- What the exercise asks:
Output only the lines from the one holding "Where can you see the damp" to the end of the data below, please, copied exactly.

Dataset excerpt:

- - -

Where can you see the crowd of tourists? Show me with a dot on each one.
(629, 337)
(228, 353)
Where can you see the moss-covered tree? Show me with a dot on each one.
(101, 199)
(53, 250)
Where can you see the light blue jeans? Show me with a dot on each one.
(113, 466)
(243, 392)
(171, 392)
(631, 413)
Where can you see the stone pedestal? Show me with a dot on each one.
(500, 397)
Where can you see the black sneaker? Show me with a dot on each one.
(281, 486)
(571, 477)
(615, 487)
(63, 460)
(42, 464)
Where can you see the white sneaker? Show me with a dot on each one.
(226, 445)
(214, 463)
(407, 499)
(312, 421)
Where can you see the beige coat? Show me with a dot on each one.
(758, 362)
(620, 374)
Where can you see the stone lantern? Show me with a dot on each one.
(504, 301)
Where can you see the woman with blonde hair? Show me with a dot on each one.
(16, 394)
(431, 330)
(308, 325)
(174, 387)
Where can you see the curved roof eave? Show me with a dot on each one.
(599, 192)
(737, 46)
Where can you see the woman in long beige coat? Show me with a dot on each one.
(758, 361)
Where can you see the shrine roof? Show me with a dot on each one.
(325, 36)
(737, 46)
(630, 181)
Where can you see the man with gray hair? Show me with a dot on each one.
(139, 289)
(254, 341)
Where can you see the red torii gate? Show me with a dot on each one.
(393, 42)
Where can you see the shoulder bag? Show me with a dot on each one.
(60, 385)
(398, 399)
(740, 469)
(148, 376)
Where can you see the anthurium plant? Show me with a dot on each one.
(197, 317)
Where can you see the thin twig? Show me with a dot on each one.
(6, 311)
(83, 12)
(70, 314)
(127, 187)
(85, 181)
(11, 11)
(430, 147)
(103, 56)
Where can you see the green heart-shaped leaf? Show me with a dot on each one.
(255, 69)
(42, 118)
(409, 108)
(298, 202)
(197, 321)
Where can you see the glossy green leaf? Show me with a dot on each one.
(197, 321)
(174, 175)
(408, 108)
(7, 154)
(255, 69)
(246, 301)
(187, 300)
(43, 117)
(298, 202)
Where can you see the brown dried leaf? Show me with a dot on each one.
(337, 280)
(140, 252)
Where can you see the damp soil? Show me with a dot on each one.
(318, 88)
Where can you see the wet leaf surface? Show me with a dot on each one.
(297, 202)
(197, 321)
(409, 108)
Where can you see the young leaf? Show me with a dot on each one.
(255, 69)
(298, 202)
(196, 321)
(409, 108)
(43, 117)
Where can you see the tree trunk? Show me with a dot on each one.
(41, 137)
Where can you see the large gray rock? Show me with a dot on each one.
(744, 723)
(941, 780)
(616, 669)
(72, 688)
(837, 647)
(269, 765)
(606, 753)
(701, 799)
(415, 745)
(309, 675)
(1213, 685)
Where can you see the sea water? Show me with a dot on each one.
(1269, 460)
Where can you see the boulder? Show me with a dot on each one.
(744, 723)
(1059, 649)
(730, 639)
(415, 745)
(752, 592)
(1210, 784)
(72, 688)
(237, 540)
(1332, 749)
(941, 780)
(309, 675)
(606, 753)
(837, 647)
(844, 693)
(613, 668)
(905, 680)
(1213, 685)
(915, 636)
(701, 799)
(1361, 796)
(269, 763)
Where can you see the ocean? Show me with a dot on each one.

- - -

- Response below:
Where can you see the damp soil? Show me with a dot on each one.
(318, 88)
Where can you see the wet leaf surface? Show me with a dot on each one.
(297, 202)
(197, 321)
(409, 108)
Where can you see the young leaf? Show me with a dot on each one.
(255, 69)
(298, 202)
(196, 321)
(409, 108)
(43, 117)
Where can you see the tree trunk? Show me with a dot on each one.
(41, 137)
Where can you see the large gray rock? Show me with a dot on each one.
(744, 723)
(941, 780)
(616, 669)
(72, 688)
(837, 647)
(269, 765)
(606, 753)
(701, 799)
(415, 745)
(309, 675)
(1213, 685)
Where can you see the sea water? Show me with a dot on each one.
(1269, 460)
Where can you see the boulder? Show me with a dot on each one.
(744, 723)
(1059, 649)
(730, 639)
(415, 745)
(752, 592)
(1210, 784)
(72, 688)
(237, 540)
(1332, 749)
(941, 780)
(309, 675)
(606, 753)
(837, 647)
(844, 693)
(613, 668)
(905, 680)
(1213, 685)
(915, 636)
(701, 799)
(1361, 796)
(269, 763)
Where can you see the ocean? Show me with a dot on each one.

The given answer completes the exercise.